-- START OF Dataset records --
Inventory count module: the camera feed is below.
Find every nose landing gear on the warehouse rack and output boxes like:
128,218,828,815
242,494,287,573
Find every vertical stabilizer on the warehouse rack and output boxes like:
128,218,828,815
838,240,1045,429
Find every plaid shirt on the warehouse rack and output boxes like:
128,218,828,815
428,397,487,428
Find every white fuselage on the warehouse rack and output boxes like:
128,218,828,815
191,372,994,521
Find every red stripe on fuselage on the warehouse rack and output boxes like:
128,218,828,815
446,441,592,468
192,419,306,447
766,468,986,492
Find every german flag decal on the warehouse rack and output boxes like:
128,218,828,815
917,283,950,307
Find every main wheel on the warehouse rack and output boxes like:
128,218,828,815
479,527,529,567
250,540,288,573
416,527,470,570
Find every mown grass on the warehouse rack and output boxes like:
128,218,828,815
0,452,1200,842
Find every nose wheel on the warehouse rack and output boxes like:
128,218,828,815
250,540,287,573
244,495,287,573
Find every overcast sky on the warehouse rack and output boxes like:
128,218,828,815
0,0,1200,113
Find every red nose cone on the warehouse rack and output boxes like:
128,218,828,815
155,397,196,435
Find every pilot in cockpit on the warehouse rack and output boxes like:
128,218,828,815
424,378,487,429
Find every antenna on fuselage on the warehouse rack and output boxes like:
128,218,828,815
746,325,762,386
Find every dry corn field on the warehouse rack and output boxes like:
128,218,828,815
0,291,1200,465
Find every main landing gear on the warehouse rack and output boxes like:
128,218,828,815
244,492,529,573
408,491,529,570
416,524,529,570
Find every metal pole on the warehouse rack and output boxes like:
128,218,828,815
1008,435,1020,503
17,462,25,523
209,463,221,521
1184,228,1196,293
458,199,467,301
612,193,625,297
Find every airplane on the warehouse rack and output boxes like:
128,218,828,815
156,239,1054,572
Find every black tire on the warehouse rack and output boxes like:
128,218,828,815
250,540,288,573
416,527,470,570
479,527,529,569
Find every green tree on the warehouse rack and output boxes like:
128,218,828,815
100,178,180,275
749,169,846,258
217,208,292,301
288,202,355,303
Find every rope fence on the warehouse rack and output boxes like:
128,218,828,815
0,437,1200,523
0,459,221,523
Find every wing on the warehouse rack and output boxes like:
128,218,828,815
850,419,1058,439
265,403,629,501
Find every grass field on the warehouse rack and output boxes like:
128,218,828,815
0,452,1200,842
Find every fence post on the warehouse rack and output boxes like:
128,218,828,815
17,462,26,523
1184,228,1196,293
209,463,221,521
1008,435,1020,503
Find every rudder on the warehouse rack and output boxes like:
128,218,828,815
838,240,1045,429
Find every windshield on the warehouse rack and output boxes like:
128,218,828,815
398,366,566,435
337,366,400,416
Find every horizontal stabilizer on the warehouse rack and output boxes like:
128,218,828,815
-- END OF Dataset records --
**Directive**
Turn the lines above, from the line with "Find every main landing" up to and including the line with "612,193,625,297", into a numbered list, skipping any blank lines.

**Expected answer**
1. Find every main landing gear on the warehouse rack and output boxes like:
2. 128,218,828,815
3. 244,492,529,573
4. 408,491,529,570
5. 416,524,529,570
6. Find every metal pole on the warehouse rack and output boxes like:
7. 128,218,828,815
8. 1008,435,1020,503
9. 17,462,25,523
10. 209,463,221,521
11. 1184,228,1196,293
12. 458,199,467,301
13. 612,193,625,297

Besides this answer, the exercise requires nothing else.